- _INSTRUCTION_: Reproduce the items below, requests included, starting at the line containing "head. Return only the coordinates." and ending at the line containing "(1024, 123)". Reduce every coordinate in the answers by 94.

- _TASK INPUT_:

· · ·

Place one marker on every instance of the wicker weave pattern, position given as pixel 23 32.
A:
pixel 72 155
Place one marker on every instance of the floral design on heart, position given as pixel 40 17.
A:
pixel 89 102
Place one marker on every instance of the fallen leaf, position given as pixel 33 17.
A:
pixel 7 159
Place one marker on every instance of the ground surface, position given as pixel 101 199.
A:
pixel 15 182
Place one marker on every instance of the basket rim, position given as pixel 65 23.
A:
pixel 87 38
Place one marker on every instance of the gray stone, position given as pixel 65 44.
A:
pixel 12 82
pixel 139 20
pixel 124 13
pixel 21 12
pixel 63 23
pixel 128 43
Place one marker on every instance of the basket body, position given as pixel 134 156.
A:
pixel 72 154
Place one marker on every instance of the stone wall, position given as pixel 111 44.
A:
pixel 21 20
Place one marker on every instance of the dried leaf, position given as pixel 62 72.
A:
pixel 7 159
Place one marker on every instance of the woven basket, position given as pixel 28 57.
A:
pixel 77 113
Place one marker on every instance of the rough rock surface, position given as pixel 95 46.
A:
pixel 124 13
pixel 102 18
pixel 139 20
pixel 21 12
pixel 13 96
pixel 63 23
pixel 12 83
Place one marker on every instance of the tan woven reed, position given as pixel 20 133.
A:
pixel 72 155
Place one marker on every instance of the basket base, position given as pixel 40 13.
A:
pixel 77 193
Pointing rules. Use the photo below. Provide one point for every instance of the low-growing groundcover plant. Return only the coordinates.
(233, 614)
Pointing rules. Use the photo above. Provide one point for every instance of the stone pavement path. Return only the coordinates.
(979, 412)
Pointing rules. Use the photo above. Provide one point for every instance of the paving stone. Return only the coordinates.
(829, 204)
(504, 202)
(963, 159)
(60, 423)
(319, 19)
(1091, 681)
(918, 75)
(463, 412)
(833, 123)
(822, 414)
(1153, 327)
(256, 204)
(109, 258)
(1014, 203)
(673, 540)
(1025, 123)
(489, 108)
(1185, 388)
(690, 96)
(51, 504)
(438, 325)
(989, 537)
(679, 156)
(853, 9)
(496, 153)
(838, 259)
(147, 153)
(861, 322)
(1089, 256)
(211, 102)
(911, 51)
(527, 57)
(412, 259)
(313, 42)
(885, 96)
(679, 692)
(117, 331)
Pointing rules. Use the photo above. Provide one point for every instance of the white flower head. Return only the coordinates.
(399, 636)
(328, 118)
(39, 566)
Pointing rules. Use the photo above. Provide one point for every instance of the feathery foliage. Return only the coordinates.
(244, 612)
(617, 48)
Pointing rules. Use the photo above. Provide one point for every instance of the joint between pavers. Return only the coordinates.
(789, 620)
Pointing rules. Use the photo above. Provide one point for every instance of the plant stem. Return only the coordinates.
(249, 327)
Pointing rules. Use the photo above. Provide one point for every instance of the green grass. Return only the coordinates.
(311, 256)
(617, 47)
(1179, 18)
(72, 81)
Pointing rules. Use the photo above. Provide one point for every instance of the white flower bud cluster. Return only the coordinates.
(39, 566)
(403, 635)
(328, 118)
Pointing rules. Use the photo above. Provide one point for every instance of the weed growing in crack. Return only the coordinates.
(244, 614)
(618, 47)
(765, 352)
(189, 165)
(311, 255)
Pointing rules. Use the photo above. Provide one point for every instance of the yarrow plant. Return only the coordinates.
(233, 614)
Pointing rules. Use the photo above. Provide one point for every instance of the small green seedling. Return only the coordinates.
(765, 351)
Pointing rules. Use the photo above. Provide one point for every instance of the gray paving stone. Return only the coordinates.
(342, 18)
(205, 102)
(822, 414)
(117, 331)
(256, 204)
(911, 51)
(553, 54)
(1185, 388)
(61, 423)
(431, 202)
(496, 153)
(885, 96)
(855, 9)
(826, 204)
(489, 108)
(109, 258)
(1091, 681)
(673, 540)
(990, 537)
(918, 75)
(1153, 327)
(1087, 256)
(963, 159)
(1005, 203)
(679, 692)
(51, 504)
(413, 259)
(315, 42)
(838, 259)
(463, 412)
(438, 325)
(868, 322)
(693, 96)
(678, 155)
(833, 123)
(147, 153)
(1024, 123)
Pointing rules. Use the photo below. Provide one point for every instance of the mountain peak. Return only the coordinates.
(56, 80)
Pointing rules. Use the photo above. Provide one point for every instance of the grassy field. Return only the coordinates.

· · ·

- _WRITTEN RESPONSE_:
Pointing rules. Use the photo above. Provide one point for every instance of the white flower head. Return only the coordinates.
(305, 542)
(234, 24)
(-55, 472)
Pointing rules. Use the photo above. Provide one point for every instance of the feathery foliage. Return only the coordinates.
(150, 518)
(523, -46)
Pointing rules. Use the photo above. Provide one point for every instance of the joint between pavers. Return only the coordinates.
(695, 526)
Pointing rules. Use the photo above. Provide one point for every instance of the plant stem. Return only the coordinates.
(155, 233)
Pointing rules. Use the photo above. Provide one point for every instance of the green grass. Return only the coordinates.
(217, 162)
(523, -47)
(1085, -76)
(-22, -13)
Pointing rules. Use the photo above. Provide one point for every instance of the white flower bud cluster. Return only the coordinates.
(-55, 472)
(309, 541)
(234, 24)
Pointing rules. Use the photo above. Provide one point for every instance of the weed growing in crack. Return only the coordinates.
(150, 520)
(524, -47)
(671, 258)
(95, 71)
(217, 161)
Pointing rules. Use the photo above. Provide one point for every instance of the yarrow plant. Return only the coordinates.
(139, 520)
Pointing rules. Use the photo above. Provide one point for every instance of the small green seedling. Return only the coordinates.
(671, 257)
Pointing rules. Use the photo above. Provide one point for every instance of the gray paving stone. Return only the coordinates.
(248, -76)
(111, 8)
(728, 320)
(23, 237)
(162, 110)
(817, -43)
(459, -40)
(1091, 294)
(-33, 329)
(337, 108)
(402, 59)
(791, 2)
(761, -85)
(732, 110)
(395, 14)
(15, 164)
(997, 587)
(579, 446)
(896, 443)
(824, -19)
(1059, 233)
(993, 162)
(869, 65)
(911, 109)
(585, 598)
(-43, 410)
(319, 165)
(221, -52)
(744, 165)
(369, 318)
(344, 231)
(774, 228)
(599, 2)
(584, 61)
(739, 29)
(53, 59)
(930, 29)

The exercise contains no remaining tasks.